Short exercise
Please reproduce every line of the records below in full, rescaling only the x and y coordinates in the answers. Multiply each by 0.6 and round to the nearest whole number, with halves rounded up.

# start of Entries supplied

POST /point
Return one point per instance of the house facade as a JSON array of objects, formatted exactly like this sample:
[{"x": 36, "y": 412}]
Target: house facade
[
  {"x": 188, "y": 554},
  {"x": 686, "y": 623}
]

# end of Entries supplied

Full response
POST /point
Return one point per instance of the house facade as a JSON array of objects, formatted exactly like this sample:
[{"x": 36, "y": 412}]
Target: house facade
[
  {"x": 113, "y": 332},
  {"x": 412, "y": 374}
]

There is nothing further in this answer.